● **Listed entries**
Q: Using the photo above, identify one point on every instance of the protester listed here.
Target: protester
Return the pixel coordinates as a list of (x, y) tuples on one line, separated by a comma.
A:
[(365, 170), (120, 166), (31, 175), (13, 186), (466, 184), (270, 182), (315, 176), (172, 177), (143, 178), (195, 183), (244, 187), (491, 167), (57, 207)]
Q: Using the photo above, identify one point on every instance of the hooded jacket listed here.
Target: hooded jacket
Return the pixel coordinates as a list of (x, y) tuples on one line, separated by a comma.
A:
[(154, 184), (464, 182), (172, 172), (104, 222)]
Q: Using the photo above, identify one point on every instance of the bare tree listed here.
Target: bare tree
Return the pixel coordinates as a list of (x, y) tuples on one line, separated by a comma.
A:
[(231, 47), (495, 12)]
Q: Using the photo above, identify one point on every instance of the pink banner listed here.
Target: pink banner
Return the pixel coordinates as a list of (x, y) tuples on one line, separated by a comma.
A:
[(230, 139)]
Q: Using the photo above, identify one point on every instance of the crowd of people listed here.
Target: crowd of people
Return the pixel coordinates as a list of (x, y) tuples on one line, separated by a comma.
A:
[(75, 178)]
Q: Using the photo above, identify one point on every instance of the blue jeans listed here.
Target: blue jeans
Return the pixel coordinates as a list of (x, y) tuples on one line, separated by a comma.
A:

* * *

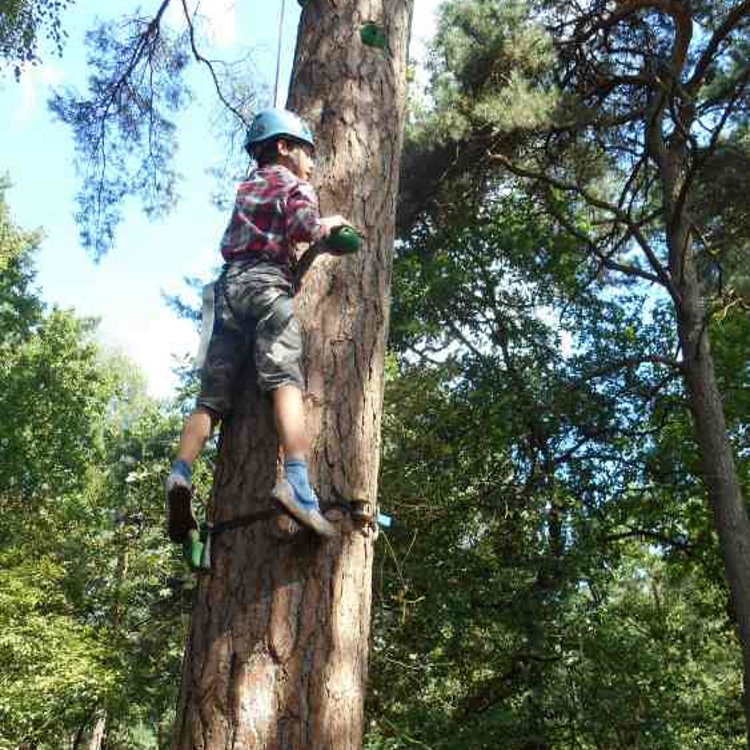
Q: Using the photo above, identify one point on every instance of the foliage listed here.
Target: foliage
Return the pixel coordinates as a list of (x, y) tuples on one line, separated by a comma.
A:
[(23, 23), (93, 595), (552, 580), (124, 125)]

● **Stated exercise**
Rewrite everything from the line containing "protester listed here." down to the line containing "[(75, 178)]", both included, as a Markdown table with the columns Row and Text. Number each line of the material in order and leave out blank lines.

● **Correct response**
| Row | Text |
|---|---|
| 1 | Q: Using the photo above, identify one point on every instance of the protester listed here. |
| 2 | Target: protester |
| 3 | Return the pixel coordinates as a list of (x, y) tuples on one line, separated by a comma. |
| 4 | A: |
| 5 | [(365, 170), (120, 166), (31, 175), (13, 186), (466, 184), (270, 182), (315, 176), (172, 177), (143, 178), (195, 183), (244, 187), (491, 167), (57, 207)] |
| 6 | Q: Using the photo above, identify one point on every instance of the hooded jacket listed here. |
| 7 | Target: hooded jacket |
| 8 | Return the pixel coordinates as a list of (x, y) tuples on one line, separated by a comma. |
| 9 | A: |
| 10 | [(154, 184), (464, 182), (172, 172), (104, 222)] |
| 11 | Q: Using the photo above, identify one point on every instance of the bare tree listed here. |
| 12 | Target: bare tree |
| 13 | Return the pixel coordinates as a list of (x, y) tuples on one line, separated by a comma. |
| 14 | A: |
| 15 | [(231, 47), (495, 12)] |
| 16 | Q: Using the photo above, identify one point on every instance of the pink banner listed here. |
| 17 | Target: pink banner |
| 18 | Return the pixel coordinates as a list of (x, y) tuples on one line, separated by a comma. |
| 19 | A: |
| 20 | [(230, 139)] |
| 21 | Q: Using the photo above, identify one point on every instance of the crowd of people listed here. |
| 22 | Target: crowd of people |
| 23 | Return the pixel coordinates as a list of (x, y) tuples on one line, separated by a comma. |
| 24 | A: |
| 25 | [(75, 178)] |